# YOUR ASSIGNMENT:
Review the material line by line. Identify and copy every line that contains the string "each".

= = =

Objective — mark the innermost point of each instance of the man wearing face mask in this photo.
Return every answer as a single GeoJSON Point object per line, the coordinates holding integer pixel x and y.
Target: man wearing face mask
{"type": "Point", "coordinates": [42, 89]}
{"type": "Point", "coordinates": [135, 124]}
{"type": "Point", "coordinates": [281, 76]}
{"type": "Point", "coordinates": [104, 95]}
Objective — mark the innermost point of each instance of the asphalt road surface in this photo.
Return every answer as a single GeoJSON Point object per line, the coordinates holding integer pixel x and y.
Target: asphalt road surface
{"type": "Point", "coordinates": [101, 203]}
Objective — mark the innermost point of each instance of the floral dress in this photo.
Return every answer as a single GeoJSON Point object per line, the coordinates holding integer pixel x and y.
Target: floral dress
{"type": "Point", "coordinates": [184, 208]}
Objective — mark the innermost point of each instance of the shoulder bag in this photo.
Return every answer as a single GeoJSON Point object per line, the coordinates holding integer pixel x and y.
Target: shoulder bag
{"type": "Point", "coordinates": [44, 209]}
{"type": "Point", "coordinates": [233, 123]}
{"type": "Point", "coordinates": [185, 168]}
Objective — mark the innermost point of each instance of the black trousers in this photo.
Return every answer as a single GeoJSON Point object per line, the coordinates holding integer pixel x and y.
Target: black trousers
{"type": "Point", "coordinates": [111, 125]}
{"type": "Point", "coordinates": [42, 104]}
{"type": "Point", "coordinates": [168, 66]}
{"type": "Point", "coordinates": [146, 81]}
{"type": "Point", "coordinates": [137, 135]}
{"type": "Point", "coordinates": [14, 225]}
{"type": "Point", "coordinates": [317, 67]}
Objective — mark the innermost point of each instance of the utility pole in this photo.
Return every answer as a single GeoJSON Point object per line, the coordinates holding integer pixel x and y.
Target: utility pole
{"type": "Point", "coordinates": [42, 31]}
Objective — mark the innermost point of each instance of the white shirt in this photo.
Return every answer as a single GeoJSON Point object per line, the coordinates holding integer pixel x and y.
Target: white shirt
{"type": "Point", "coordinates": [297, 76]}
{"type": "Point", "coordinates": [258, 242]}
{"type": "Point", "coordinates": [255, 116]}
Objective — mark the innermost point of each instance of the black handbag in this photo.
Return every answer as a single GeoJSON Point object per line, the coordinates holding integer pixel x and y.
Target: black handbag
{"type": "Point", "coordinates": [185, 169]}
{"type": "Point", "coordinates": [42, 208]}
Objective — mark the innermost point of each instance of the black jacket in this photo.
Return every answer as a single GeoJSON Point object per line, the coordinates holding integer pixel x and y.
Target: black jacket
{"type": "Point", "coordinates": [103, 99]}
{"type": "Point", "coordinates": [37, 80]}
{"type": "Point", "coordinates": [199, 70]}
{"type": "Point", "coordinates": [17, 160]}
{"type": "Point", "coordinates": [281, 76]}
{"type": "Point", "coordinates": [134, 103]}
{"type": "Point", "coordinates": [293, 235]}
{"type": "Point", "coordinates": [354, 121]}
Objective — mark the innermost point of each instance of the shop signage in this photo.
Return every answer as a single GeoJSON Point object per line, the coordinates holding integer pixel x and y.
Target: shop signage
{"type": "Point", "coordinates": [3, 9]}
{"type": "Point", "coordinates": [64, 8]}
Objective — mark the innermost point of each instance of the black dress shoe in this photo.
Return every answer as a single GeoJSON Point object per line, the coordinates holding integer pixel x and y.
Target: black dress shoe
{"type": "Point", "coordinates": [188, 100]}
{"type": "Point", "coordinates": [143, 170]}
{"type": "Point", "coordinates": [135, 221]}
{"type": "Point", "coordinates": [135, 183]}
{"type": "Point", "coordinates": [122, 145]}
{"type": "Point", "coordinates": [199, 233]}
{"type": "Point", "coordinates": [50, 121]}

= = =

# RESULT:
Objective — mark the innermost point of each instance of the man wearing face mask in this photo.
Objective — mark the innermost point of each instance of the asphalt road surface in this photo.
Objective — mark the innermost point of each instance of the floral dress in this photo.
Objective — mark the innermost point of each instance of the shoulder bag in this photo.
Objective — mark the innermost point of each instance of the black trousers in this photo.
Objective — mark the innermost point of each instance of the utility pole in this photo.
Objective — mark the innermost point of each instance of the white shirt in this photo.
Objective — mark the innermost point of each instance of the black handbag in this photo.
Objective — mark the innermost point of each instance of the black jacket in this photo.
Objective — mark the innermost point of each instance of the shop signage in this photo.
Objective — mark the innermost point of each instance of the black dress shoe in this photo.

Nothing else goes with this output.